[Collected data]
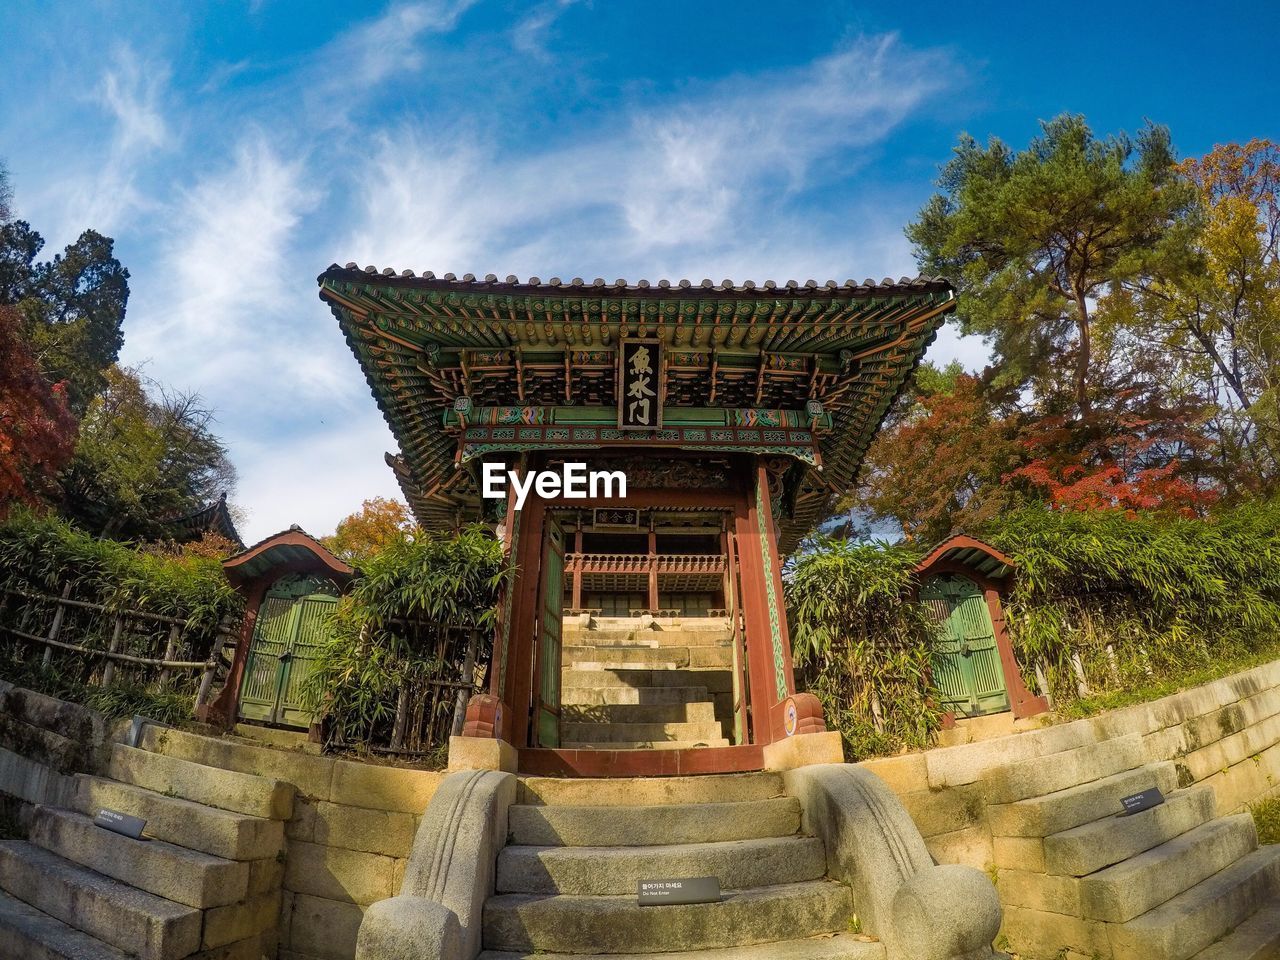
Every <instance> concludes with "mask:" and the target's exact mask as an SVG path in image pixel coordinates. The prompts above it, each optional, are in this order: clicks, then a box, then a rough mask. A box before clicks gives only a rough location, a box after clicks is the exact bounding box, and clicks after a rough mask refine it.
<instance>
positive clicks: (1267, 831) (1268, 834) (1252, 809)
mask: <svg viewBox="0 0 1280 960" xmlns="http://www.w3.org/2000/svg"><path fill="white" fill-rule="evenodd" d="M1249 812H1251V813H1252V814H1253V822H1254V823H1256V824H1257V827H1258V842H1260V844H1280V796H1272V797H1268V799H1267V800H1260V801H1258V803H1256V804H1253V805H1252V806H1249Z"/></svg>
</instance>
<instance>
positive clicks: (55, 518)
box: [0, 509, 242, 654]
mask: <svg viewBox="0 0 1280 960" xmlns="http://www.w3.org/2000/svg"><path fill="white" fill-rule="evenodd" d="M68 582H69V584H72V589H73V594H72V595H73V596H74V598H77V599H81V600H88V602H92V603H101V604H104V605H106V607H109V608H111V609H113V611H146V612H148V613H157V614H161V616H166V617H177V618H180V620H186V621H187V630H186V632H187V634H188V636H200V637H204V639H206V640H207V643H202V644H198V645H197V646H204V652H205V653H206V654H207V646H209V644H211V643H212V636H214V632H215V631H216V627H218V623H219V621H221V620H223V618H224V617H238V616H239V613H241V609H242V602H241V598H239V594H237V593H236V590H234V589H233V588H232V586H230V584H228V582H227V577H225V576H223V570H221V564H220V563H219V561H218V559H216V558H214V557H201V556H188V554H180V556H175V554H172V553H161V552H147V550H142V549H137V548H136V547H133V545H132V544H127V543H118V541H115V540H97V539H95V538H92V536H90V535H88V534H84V532H82V531H81V530H77V529H76V527H73V526H72V525H70V524H68V522H67V521H64V520H59V518H58V517H55V516H51V515H50V516H40V515H36V513H33V512H29V511H24V509H17V511H14V512H13V513H12V515H10V516H9V517H8V520H5V521H4V522H3V524H0V586H5V588H9V589H18V590H28V591H32V593H45V594H54V595H56V594H59V593H60V591H61V590H63V588H64V586H65V585H67V584H68Z"/></svg>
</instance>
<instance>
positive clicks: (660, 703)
mask: <svg viewBox="0 0 1280 960" xmlns="http://www.w3.org/2000/svg"><path fill="white" fill-rule="evenodd" d="M710 699H712V696H710V694H709V692H708V690H707V687H704V686H640V687H628V686H607V687H598V686H596V687H591V686H581V687H577V686H571V687H564V686H562V687H561V707H612V705H623V704H635V705H641V707H671V705H678V704H686V703H705V701H708V700H710ZM713 709H714V708H713Z"/></svg>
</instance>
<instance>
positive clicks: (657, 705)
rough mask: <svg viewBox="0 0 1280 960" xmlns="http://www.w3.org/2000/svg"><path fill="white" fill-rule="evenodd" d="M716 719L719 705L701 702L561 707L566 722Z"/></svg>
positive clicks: (573, 705)
mask: <svg viewBox="0 0 1280 960" xmlns="http://www.w3.org/2000/svg"><path fill="white" fill-rule="evenodd" d="M714 719H716V704H714V703H712V701H710V700H703V701H700V703H672V704H636V703H609V704H599V705H596V707H590V705H586V704H561V722H562V723H566V722H567V723H710V722H713V721H714Z"/></svg>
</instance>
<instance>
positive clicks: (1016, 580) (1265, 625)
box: [983, 502, 1280, 704]
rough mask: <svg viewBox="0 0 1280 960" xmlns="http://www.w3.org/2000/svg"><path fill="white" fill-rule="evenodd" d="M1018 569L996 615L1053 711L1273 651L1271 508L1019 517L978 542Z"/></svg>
mask: <svg viewBox="0 0 1280 960" xmlns="http://www.w3.org/2000/svg"><path fill="white" fill-rule="evenodd" d="M983 535H984V538H986V539H988V540H989V541H991V543H992V544H993V545H995V547H998V548H1000V549H1002V550H1004V552H1005V553H1007V554H1010V556H1011V557H1012V559H1014V561H1015V562H1016V563H1018V575H1016V579H1015V586H1014V591H1012V595H1011V596H1010V598H1009V600H1007V602H1006V604H1005V608H1006V614H1007V620H1009V627H1010V635H1011V637H1012V641H1014V645H1015V649H1016V652H1018V655H1019V660H1020V662H1021V663H1023V666H1024V668H1030V667H1032V666H1033V664H1039V666H1041V667H1042V669H1043V671H1044V675H1046V677H1047V680H1048V684H1050V687H1051V690H1052V692H1053V696H1055V699H1056V701H1057V703H1059V704H1069V703H1070V701H1073V700H1075V699H1076V698H1078V696H1079V695H1080V694H1079V691H1078V685H1076V684H1078V681H1076V671H1075V668H1074V666H1073V663H1071V658H1073V655H1075V657H1078V658H1079V666H1080V667H1082V668H1083V672H1084V675H1085V678H1087V684H1088V687H1089V691H1091V695H1098V694H1101V692H1106V691H1125V690H1133V689H1138V687H1144V686H1158V685H1160V682H1161V681H1165V680H1170V678H1178V677H1183V676H1187V675H1188V673H1193V672H1197V671H1202V669H1204V668H1207V667H1211V666H1213V664H1216V663H1219V662H1221V660H1222V659H1228V658H1230V659H1236V658H1244V657H1247V655H1248V654H1249V653H1251V652H1254V650H1258V649H1261V648H1263V646H1267V645H1271V644H1274V643H1275V641H1276V640H1280V504H1277V503H1267V502H1257V503H1249V504H1245V506H1242V507H1236V508H1235V509H1231V511H1224V512H1222V513H1221V515H1219V516H1215V517H1212V518H1210V520H1181V518H1169V517H1164V516H1155V515H1130V513H1128V512H1124V511H1092V512H1068V511H1048V509H1042V508H1027V509H1021V511H1016V512H1014V513H1010V515H1006V516H1005V517H1001V518H998V520H996V521H992V522H991V524H988V525H987V529H986V530H984V531H983Z"/></svg>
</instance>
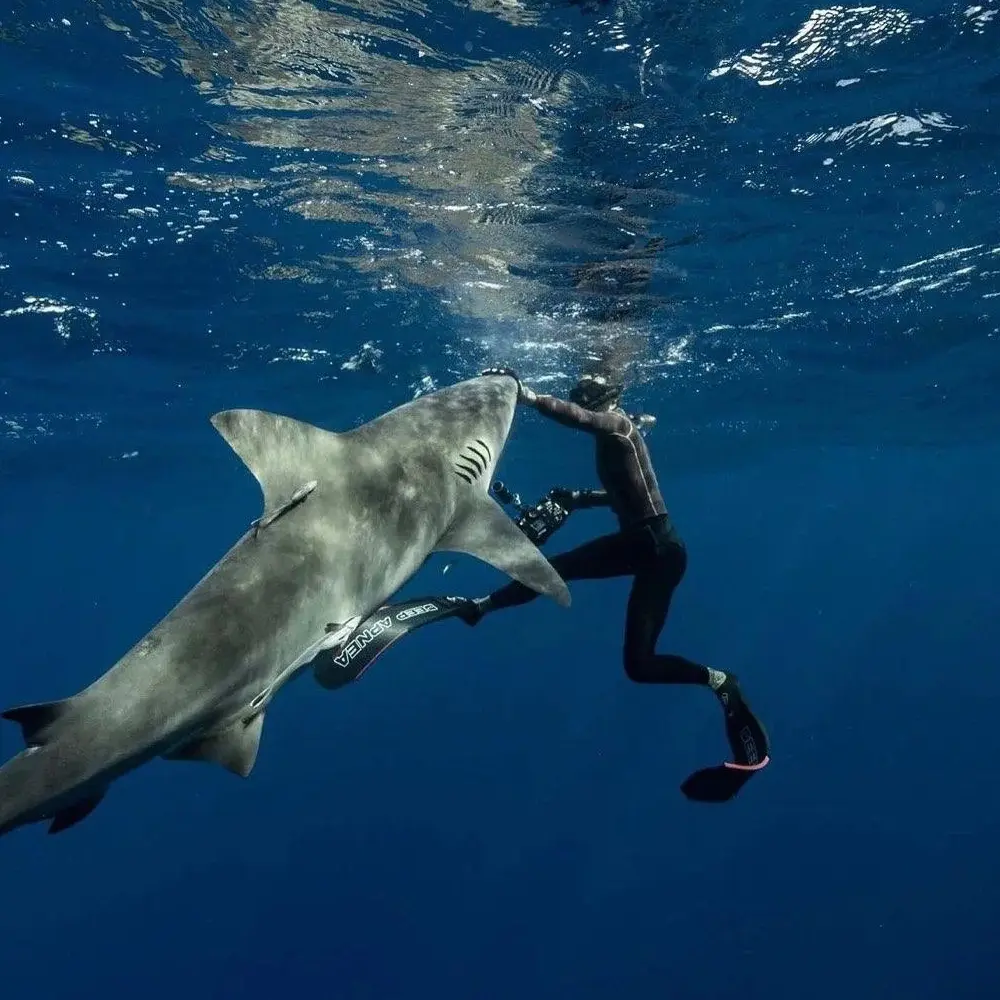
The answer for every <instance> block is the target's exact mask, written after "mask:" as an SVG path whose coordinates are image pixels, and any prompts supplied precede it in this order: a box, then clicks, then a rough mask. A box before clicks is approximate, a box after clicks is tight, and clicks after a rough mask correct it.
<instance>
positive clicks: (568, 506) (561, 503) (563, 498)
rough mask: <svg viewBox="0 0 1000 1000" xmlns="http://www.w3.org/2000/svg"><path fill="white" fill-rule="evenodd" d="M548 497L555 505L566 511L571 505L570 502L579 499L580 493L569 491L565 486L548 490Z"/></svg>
mask: <svg viewBox="0 0 1000 1000" xmlns="http://www.w3.org/2000/svg"><path fill="white" fill-rule="evenodd" d="M548 495H549V497H550V498H551V499H553V500H555V502H556V503H557V504H560V505H561V506H563V507H566V508H567V509H568V508H569V506H570V504H572V502H573V501H574V500H576V499H577V498H578V497H579V495H580V491H579V490H570V489H567V488H566V487H565V486H553V487H552V489H551V490H549V493H548Z"/></svg>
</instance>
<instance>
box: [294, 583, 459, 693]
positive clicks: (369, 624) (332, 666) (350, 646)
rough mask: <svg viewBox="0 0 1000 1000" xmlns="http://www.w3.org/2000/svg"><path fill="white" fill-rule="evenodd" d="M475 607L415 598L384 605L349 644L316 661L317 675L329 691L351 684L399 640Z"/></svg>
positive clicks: (323, 656) (324, 653)
mask: <svg viewBox="0 0 1000 1000" xmlns="http://www.w3.org/2000/svg"><path fill="white" fill-rule="evenodd" d="M471 603H472V602H471V601H469V600H468V599H467V598H464V597H415V598H413V599H412V600H409V601H400V602H399V603H398V604H384V605H383V606H382V607H381V608H378V609H376V610H375V611H373V612H372V613H371V614H370V615H369V616H368V617H367V618H366V619H365V620H364V621H363V622H362V623H361V624H360V625H358V627H357V628H356V629H355V630H354V631H353V632H352V633H351V634H350V635H349V636H348V638H347V641H346V642H345V643H343V644H342V645H339V646H337V647H335V648H334V649H330V650H325V651H324V652H322V653H320V654H319V656H317V657H316V659H315V660H314V661H313V675H314V676H315V678H316V680H317V682H318V683H319V684H320V685H321V686H322V687H325V688H326V689H327V690H333V689H334V688H339V687H343V686H344V685H345V684H350V683H351V681H355V680H357V679H358V678H359V677H360V676H361V675H362V674H363V673H364V672H365V671H366V670H367V669H368V668H369V667H370V666H371V665H372V664H373V663H374V662H375V660H377V659H378V658H379V656H381V655H382V653H384V652H385V651H386V650H387V649H388V648H389V647H390V646H391V645H392V644H393V643H394V642H396V641H397V640H398V639H402V637H403V636H404V635H407V634H408V633H409V632H412V631H413V630H414V629H417V628H420V626H421V625H429V624H430V623H431V622H437V621H440V620H441V619H442V618H450V617H451V616H452V615H455V614H457V613H458V612H459V611H461V610H462V609H463V608H464V607H466V606H467V605H469V604H471ZM327 628H329V629H331V630H332V629H334V628H336V626H332V627H331V626H327Z"/></svg>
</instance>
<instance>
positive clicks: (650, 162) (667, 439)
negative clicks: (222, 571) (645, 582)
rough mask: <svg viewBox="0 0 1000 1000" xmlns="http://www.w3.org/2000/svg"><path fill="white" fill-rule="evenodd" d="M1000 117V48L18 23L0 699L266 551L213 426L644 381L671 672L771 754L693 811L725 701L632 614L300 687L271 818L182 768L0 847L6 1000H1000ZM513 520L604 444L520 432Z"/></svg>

#### [AIM OF THE TASK]
Beginning at the line with "The answer for" and stopping after the line with "box: [294, 583, 459, 693]", please write out every line of the data above exactly and nothing else.

#### [ANSWER SPACE]
The answer for every <instance> block is the target's exact mask, written after "mask:" as an SVG path whose coordinates are image pixels, and any prompts supplied precede it in this order: a box, then clicks, then a rough mask. A box before clicks is approximate, a box after clicks is tight, and clicks after a rough mask correct it.
<instance>
positive clicks: (568, 506) (561, 503) (563, 498)
rough mask: <svg viewBox="0 0 1000 1000" xmlns="http://www.w3.org/2000/svg"><path fill="white" fill-rule="evenodd" d="M548 497L555 505L566 511L571 505L570 502L579 499L580 493L569 491L565 486L548 490Z"/></svg>
mask: <svg viewBox="0 0 1000 1000" xmlns="http://www.w3.org/2000/svg"><path fill="white" fill-rule="evenodd" d="M548 495H549V497H550V498H551V499H553V500H555V502H556V503H557V504H560V505H561V506H563V507H566V508H567V509H568V508H569V506H570V504H572V502H573V501H574V500H576V499H577V498H578V497H579V495H580V491H579V490H570V489H567V488H566V487H565V486H553V487H552V489H551V490H549V493H548Z"/></svg>
</instance>
<instance>
box: [294, 583, 459, 693]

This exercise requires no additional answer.